- Requirements:
Resize the answers in the records below, starting at the line containing "the gold wings" and ending at the line containing "x=332, y=292". Give all those lines again, requests included, with each answer coordinate multiplied by 1.45 and rounded to a whole number (halves up), the sample points in the requests unchanged, and the pictures left out.

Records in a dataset
-- Begin --

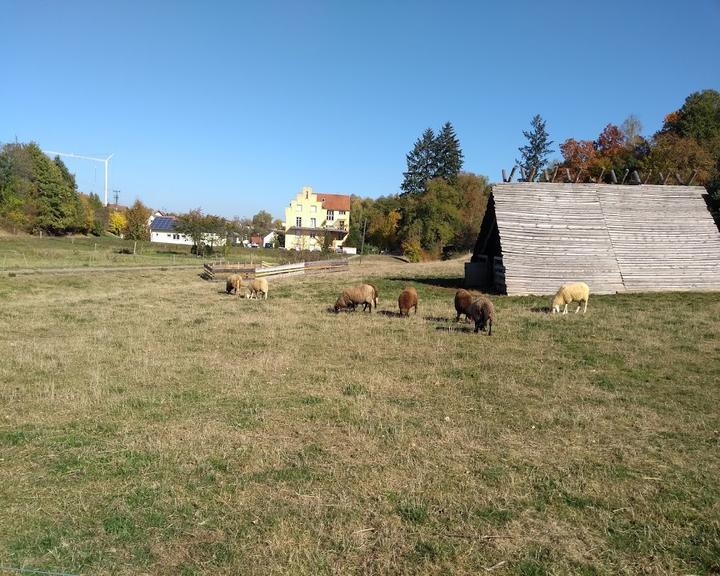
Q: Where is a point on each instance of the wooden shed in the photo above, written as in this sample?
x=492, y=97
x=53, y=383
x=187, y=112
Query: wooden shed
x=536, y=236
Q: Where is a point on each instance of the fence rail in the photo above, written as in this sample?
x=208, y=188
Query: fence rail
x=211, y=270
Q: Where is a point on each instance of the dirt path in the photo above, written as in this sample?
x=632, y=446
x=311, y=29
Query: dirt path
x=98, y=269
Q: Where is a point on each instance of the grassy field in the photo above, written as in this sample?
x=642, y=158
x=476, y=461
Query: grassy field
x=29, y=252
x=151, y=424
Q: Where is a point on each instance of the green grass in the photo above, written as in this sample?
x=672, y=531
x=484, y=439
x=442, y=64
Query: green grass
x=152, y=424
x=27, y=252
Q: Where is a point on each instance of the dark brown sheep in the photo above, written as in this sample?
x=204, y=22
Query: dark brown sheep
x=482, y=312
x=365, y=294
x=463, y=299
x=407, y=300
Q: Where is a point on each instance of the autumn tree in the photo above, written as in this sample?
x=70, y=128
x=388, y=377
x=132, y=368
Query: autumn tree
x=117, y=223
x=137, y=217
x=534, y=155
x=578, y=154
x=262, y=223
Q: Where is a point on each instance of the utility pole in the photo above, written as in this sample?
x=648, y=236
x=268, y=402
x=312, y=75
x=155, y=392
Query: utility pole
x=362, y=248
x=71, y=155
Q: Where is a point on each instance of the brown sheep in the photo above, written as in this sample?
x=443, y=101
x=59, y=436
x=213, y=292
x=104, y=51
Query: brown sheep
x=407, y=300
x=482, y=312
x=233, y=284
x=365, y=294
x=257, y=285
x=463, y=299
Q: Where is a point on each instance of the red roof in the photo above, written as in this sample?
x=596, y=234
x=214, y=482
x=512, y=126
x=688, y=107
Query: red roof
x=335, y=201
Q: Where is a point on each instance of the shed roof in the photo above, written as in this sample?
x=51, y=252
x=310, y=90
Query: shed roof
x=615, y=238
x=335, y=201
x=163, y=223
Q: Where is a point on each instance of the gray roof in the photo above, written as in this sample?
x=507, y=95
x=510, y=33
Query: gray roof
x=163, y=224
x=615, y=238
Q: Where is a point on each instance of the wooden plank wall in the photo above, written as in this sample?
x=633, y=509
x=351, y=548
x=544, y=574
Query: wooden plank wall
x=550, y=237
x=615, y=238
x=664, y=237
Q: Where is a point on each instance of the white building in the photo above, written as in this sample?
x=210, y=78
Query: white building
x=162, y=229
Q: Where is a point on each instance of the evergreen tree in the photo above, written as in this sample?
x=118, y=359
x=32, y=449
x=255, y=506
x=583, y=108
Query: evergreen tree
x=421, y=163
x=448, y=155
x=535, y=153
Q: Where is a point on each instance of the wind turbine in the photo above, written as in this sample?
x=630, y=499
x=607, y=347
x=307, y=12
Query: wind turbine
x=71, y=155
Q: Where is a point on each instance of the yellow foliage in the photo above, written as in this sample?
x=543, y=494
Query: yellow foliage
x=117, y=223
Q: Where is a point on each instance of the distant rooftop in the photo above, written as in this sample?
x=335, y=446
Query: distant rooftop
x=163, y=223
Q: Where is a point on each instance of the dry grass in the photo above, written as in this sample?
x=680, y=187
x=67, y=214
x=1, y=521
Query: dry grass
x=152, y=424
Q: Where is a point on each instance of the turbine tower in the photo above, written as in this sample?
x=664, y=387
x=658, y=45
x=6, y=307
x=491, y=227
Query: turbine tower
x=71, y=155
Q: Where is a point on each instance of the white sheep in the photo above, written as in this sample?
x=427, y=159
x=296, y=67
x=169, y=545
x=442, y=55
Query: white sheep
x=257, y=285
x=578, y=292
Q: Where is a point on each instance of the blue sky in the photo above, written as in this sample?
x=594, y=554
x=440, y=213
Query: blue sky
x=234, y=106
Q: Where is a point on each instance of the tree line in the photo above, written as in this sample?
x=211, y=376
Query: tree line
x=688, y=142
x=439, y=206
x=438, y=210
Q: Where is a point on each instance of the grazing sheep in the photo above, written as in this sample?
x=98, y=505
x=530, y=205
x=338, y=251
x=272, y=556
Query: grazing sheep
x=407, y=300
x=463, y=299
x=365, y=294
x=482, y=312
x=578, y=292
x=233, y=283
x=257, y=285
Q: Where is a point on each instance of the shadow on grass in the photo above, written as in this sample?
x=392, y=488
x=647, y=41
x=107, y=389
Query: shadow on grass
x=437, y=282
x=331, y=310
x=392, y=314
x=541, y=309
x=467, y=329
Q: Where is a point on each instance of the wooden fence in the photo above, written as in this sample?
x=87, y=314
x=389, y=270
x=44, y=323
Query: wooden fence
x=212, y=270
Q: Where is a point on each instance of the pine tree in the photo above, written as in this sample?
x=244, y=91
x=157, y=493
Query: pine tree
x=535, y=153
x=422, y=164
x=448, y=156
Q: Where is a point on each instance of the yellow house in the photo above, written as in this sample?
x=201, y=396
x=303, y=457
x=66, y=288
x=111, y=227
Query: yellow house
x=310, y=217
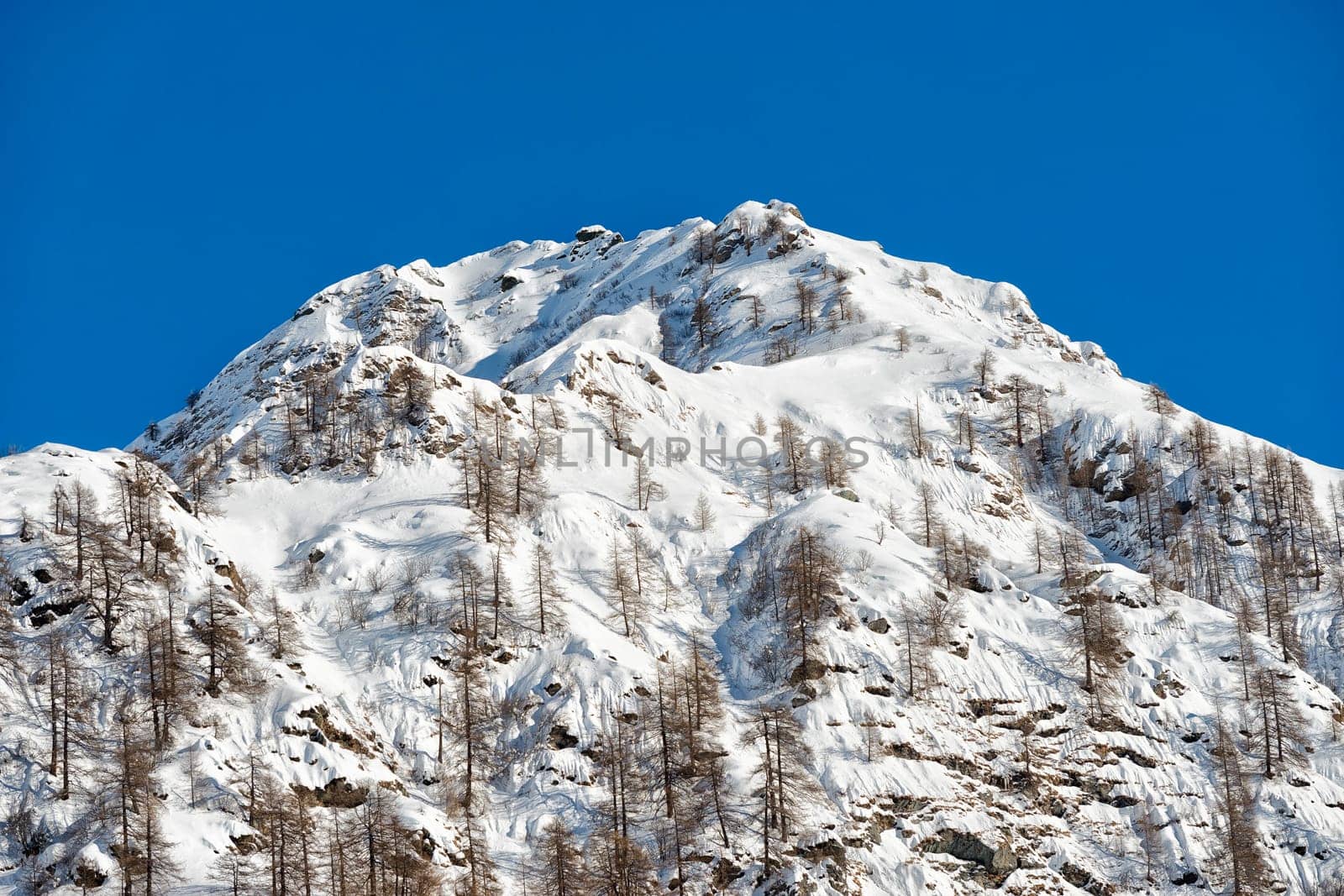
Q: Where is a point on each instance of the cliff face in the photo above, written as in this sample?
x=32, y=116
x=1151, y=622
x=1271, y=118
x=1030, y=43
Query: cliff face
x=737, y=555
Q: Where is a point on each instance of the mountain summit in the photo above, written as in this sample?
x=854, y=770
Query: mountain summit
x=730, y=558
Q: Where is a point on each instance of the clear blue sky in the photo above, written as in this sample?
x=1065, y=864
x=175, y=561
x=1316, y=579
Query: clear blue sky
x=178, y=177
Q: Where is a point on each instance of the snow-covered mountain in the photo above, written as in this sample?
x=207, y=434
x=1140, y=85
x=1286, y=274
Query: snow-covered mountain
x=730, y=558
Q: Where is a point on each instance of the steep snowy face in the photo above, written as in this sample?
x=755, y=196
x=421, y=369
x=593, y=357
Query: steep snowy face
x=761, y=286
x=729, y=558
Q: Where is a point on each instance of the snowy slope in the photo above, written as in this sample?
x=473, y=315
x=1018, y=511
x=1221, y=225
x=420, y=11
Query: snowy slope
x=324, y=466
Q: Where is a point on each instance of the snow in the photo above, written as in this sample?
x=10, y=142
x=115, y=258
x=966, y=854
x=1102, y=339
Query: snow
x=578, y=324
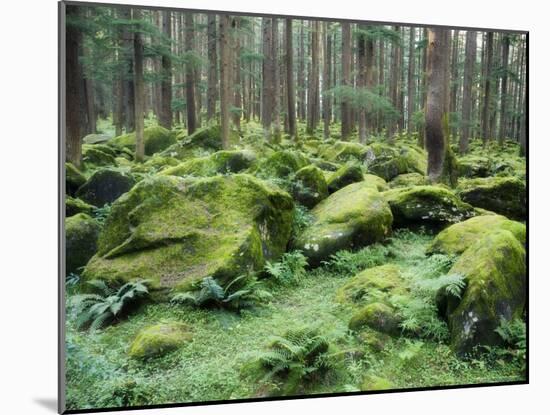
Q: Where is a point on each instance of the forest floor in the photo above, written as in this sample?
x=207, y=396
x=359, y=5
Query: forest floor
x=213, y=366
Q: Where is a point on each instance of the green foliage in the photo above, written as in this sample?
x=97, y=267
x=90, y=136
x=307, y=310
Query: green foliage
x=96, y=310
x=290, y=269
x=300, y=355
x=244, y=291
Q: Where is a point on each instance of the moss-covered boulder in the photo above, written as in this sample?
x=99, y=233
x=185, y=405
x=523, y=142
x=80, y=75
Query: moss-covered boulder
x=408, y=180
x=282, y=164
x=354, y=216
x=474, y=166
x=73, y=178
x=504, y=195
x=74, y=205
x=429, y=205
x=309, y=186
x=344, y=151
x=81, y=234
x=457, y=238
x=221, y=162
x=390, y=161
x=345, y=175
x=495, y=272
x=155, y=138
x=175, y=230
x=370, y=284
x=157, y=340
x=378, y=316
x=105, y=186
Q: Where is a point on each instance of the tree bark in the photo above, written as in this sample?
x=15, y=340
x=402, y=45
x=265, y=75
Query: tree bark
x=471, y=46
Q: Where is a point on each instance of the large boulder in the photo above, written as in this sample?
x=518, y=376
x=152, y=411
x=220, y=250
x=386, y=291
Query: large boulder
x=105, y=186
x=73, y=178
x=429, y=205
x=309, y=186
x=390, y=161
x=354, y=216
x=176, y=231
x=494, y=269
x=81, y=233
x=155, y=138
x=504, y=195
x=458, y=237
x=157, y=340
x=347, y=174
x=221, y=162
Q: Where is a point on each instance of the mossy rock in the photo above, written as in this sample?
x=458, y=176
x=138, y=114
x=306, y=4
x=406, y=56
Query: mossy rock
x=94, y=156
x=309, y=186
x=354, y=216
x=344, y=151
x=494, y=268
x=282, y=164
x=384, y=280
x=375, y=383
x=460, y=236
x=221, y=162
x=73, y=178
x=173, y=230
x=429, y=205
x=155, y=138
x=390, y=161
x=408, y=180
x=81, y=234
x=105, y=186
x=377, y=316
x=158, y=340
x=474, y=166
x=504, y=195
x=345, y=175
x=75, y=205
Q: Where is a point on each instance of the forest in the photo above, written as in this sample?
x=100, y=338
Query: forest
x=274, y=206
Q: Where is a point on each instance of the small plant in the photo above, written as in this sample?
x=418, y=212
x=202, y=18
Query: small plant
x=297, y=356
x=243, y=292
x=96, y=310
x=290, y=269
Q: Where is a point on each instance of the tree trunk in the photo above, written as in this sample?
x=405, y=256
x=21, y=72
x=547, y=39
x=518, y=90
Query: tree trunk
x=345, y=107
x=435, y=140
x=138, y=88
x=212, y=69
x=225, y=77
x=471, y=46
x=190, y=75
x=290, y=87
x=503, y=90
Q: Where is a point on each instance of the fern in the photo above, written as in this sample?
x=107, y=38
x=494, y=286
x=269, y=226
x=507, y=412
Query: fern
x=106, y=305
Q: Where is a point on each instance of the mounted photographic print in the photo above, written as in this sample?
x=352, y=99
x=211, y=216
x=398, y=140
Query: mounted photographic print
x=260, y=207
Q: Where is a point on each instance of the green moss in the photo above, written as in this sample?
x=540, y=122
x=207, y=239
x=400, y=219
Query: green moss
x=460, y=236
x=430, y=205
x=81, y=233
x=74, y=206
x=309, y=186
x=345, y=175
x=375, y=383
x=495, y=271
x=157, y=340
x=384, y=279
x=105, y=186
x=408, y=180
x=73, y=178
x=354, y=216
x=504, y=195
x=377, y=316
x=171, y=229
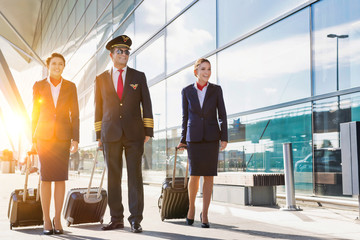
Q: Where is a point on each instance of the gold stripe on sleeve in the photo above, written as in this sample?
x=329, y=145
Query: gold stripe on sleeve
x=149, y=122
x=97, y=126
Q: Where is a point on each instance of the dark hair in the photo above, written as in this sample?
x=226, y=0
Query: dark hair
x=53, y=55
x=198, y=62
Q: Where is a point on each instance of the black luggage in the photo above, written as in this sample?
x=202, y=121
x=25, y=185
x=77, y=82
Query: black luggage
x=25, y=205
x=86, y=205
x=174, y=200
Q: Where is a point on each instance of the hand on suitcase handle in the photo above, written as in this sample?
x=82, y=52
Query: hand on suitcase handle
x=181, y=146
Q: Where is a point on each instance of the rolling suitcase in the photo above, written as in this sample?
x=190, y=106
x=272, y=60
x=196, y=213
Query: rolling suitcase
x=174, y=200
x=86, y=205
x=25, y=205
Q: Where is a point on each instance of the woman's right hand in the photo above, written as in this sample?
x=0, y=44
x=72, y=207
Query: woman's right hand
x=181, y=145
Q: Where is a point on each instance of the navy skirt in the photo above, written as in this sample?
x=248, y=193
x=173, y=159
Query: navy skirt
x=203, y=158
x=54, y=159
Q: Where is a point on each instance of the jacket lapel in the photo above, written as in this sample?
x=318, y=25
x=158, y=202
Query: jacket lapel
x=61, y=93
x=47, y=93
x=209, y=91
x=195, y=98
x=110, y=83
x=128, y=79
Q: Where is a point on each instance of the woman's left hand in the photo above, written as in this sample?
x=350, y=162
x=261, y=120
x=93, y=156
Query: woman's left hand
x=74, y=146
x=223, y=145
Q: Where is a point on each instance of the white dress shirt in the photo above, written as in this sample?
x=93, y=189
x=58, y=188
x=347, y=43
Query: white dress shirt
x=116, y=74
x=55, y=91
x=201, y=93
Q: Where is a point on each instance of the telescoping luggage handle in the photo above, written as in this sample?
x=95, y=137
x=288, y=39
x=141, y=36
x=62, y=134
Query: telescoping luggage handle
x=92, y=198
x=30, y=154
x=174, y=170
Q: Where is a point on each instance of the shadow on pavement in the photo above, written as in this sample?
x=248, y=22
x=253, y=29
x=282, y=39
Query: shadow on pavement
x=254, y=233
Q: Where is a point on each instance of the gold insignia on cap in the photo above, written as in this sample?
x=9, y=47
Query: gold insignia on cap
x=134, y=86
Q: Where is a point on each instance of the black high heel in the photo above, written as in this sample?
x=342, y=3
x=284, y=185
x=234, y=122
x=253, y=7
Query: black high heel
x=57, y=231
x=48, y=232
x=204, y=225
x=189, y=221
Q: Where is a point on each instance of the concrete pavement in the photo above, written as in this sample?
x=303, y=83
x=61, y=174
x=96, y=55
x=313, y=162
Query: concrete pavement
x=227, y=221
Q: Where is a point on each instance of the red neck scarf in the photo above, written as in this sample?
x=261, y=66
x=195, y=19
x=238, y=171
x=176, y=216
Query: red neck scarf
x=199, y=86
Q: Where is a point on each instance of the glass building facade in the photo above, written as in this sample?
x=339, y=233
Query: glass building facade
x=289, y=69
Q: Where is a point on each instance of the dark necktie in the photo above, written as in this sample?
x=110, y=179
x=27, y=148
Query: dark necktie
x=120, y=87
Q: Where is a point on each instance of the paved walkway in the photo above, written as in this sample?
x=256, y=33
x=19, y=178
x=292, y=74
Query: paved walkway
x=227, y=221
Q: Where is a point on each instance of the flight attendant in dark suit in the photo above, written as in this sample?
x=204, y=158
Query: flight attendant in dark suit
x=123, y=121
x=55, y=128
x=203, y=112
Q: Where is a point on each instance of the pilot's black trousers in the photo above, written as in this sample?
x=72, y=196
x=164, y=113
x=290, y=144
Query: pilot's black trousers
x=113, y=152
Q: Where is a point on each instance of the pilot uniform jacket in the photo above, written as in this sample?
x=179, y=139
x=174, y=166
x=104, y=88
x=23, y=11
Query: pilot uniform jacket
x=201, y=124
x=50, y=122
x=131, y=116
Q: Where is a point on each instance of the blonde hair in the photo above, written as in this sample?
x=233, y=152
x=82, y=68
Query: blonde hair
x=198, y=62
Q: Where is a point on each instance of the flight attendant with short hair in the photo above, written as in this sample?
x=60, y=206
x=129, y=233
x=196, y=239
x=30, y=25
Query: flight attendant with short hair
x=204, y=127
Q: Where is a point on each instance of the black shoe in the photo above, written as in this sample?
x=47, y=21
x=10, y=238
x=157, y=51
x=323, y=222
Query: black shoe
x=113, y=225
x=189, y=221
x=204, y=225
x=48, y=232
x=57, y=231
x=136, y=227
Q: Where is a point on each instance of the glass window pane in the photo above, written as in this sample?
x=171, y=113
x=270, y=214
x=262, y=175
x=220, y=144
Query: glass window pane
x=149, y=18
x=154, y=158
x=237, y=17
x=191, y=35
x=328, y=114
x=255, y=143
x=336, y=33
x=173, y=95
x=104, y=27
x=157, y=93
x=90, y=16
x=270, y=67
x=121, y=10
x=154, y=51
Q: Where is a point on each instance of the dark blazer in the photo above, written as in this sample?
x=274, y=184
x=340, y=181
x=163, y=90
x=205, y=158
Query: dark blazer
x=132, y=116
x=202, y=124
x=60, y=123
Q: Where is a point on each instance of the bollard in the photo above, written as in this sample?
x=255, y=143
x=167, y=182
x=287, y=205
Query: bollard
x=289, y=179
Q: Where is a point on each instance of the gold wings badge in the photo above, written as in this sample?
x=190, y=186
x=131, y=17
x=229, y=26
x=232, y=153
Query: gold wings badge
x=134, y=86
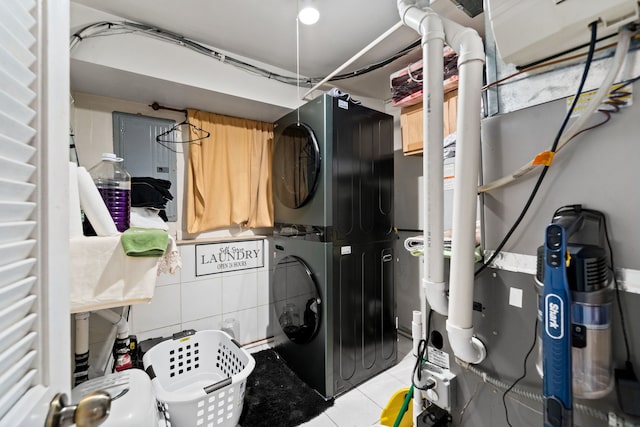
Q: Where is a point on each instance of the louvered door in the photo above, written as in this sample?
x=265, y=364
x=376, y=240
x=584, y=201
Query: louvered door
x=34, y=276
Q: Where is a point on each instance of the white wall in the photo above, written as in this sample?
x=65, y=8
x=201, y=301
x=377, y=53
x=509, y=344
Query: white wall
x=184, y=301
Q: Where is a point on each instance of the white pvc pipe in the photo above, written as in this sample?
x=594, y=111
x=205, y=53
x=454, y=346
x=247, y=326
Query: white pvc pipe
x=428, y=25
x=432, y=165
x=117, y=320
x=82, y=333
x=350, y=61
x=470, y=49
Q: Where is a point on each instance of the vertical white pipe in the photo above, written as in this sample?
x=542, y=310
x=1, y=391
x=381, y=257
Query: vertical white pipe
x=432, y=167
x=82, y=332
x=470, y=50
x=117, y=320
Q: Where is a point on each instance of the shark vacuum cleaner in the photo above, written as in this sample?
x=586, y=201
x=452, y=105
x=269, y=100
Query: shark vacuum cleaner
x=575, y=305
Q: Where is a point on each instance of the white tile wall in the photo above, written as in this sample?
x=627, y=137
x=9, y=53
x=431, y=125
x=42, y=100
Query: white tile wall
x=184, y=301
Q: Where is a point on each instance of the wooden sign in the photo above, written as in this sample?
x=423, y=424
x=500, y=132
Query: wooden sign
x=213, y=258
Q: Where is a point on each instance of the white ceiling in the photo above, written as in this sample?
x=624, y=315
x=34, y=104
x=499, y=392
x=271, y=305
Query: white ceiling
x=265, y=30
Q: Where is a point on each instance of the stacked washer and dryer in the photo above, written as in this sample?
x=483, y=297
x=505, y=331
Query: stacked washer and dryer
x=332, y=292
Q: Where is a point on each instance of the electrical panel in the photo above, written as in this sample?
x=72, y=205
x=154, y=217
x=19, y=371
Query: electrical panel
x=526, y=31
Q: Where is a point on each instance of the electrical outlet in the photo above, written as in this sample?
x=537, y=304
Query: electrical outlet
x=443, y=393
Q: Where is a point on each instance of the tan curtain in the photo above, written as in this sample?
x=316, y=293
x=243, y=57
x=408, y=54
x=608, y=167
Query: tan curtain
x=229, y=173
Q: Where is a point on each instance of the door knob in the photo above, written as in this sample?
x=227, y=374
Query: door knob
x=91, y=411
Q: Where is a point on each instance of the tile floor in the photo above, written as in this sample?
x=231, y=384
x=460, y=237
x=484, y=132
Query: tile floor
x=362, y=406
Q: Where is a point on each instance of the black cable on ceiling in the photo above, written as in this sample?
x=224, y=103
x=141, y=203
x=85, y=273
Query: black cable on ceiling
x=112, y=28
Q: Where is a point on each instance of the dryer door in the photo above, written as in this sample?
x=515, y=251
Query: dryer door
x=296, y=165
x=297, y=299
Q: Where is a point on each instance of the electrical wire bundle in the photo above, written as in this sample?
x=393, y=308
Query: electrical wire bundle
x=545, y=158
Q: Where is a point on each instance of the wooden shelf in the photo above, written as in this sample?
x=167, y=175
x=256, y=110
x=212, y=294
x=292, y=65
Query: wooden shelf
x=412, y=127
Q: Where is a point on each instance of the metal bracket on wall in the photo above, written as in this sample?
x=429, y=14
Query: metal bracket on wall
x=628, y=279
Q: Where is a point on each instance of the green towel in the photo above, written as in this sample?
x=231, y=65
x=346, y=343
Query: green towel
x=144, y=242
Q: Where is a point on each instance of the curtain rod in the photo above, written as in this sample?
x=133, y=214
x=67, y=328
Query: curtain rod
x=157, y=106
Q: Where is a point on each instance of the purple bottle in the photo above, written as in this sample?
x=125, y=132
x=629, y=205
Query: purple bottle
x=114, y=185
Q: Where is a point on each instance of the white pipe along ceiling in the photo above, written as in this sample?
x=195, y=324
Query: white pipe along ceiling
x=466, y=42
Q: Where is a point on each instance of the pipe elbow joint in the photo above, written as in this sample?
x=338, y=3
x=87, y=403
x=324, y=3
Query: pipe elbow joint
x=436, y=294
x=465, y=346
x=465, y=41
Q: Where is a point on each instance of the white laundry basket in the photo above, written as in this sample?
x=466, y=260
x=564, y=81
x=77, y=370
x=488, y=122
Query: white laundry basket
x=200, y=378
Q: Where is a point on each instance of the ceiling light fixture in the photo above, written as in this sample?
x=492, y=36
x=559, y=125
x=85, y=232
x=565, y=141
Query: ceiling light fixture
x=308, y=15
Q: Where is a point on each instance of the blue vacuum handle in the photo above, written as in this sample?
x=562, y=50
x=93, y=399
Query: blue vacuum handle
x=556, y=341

-- End --

- Exercise answer:
Q: Where is a point on each instance of the gold wings badge in the photo above, written as in this sample?
x=190, y=186
x=131, y=17
x=229, y=26
x=232, y=153
Query: gold wings badge
x=194, y=125
Q: Where is a point on each instance of the louvered door in the photo above, written as in this sample?
x=265, y=364
x=376, y=240
x=584, y=201
Query: louvered door
x=49, y=400
Q: Where is a point on each instance of the white wall in the photo above, written as in this sample?
x=65, y=8
x=201, y=301
x=377, y=53
x=509, y=344
Query: white wall
x=267, y=436
Q: Where is a point on each instance of the white pvc pipe in the photo above, written as in this sample?
x=594, y=111
x=205, y=53
x=454, y=346
x=247, y=326
Query: white pvc pipe
x=621, y=36
x=626, y=239
x=170, y=464
x=119, y=483
x=508, y=88
x=682, y=71
Q: Where is a point on each instance of the vertical white pipe in the photo above, written as in this sample?
x=542, y=310
x=1, y=391
x=381, y=257
Query: vertical white pipe
x=626, y=242
x=119, y=481
x=682, y=73
x=170, y=464
Q: Where is a point on each instance of the shark vacuum cleaner in the photo above, written as in this sample?
x=586, y=201
x=452, y=105
x=269, y=100
Query: shark vacuum cleaner
x=834, y=442
Q: Where is a point on each instance of the white tile wall in the photo above, written as in this sample?
x=627, y=137
x=9, y=53
x=431, y=125
x=42, y=100
Query: white tile wall
x=267, y=436
Q: Where is a point on each instance of the wooden sign in the photo above, written as in this sample?
x=423, y=424
x=500, y=132
Query: wooden sign
x=309, y=374
Q: Where is a point on each instance of the white ceiling in the photo above, written as in this sample?
x=624, y=315
x=34, y=104
x=499, y=392
x=271, y=305
Query: white ceiling
x=384, y=44
Q: Where is a point on each instance of the stacked washer and dryer in the photo above, written as in this sample?
x=483, y=297
x=505, y=331
Query: stacked washer and dryer
x=481, y=423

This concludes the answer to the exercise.